• EXTRACTED TEXT:
○ ○ ○
In molecular biology and bioinformatics, the consensus sequence (or canonical sequence) is the calculated order of most frequent residues, either nucleotide or amino acid, found at each position in a sequence alignment. It represents the results of multiple sequence alignments in which related sequences are compared to each other and similar sequence motifs are calculated. Such information is important when considering sequence-dependent enzymes such as RNA polymerase.

A protein binding site, represented by a consensus sequence, may be a short sequence of nucleotides which is found several times in the genome and is thought to play the same role in its different locations. For example, many transcription factors recognize particular patterns in the promoters of the genes they regulate. In the same way restriction enzymes usually have palindromic consensus sequences, usually corresponding to the site where they cut the DNA. Transposons act in much the same manner in their identification of target sequences for transposition. Finally splice sites (sequences immediately surrounding the exon-intron boundaries) can also be considered as consensus sequences.

Thus a consensus sequence is a model for a putative DNA binding site: it is obtained by aligning all known examples of a certain recognition site and defined as the idealized sequence that represents the predominant base at each position. All the actual examples shouldn't differ from the consensus by more than a few substitutions, but counting mismatches in this way can lead to inconsistencies.
○ ○ ○
• DATASET RECORDS:
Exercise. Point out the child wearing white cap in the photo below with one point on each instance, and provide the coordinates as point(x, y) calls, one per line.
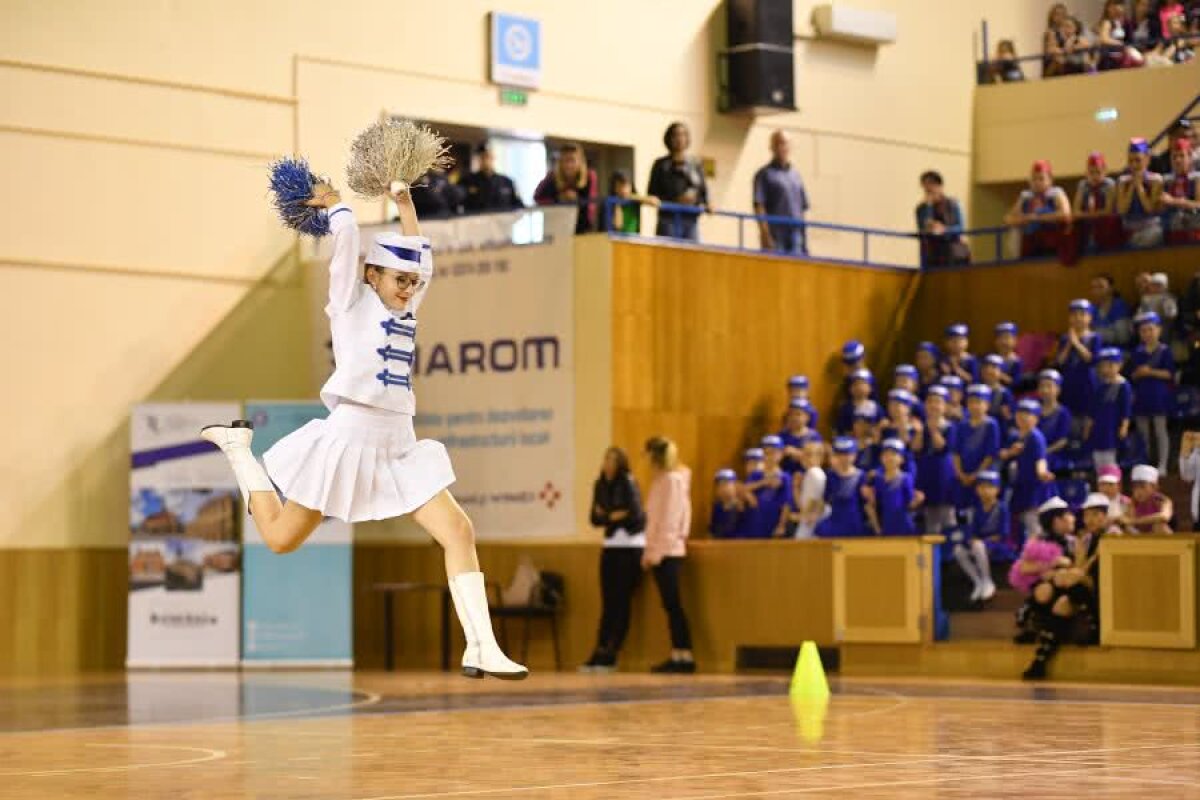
point(1157, 299)
point(1152, 510)
point(364, 461)
point(808, 505)
point(1152, 371)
○ ○ ○
• YOUR TASK: Summarize the passage on consensus sequences in two sentences.

• SOLUTION TO THIS TASK: A consensus sequence is the calculated order of the most frequent nucleotide or amino acid residues at each position in a sequence alignment, and it represents the results of comparing related sequences to find similar motifs. It can model a putative DNA binding site, such as the patterns recognized by transcription factors, the palindromic sites where restriction enzymes cut DNA, transposon target sequences, and splice sites.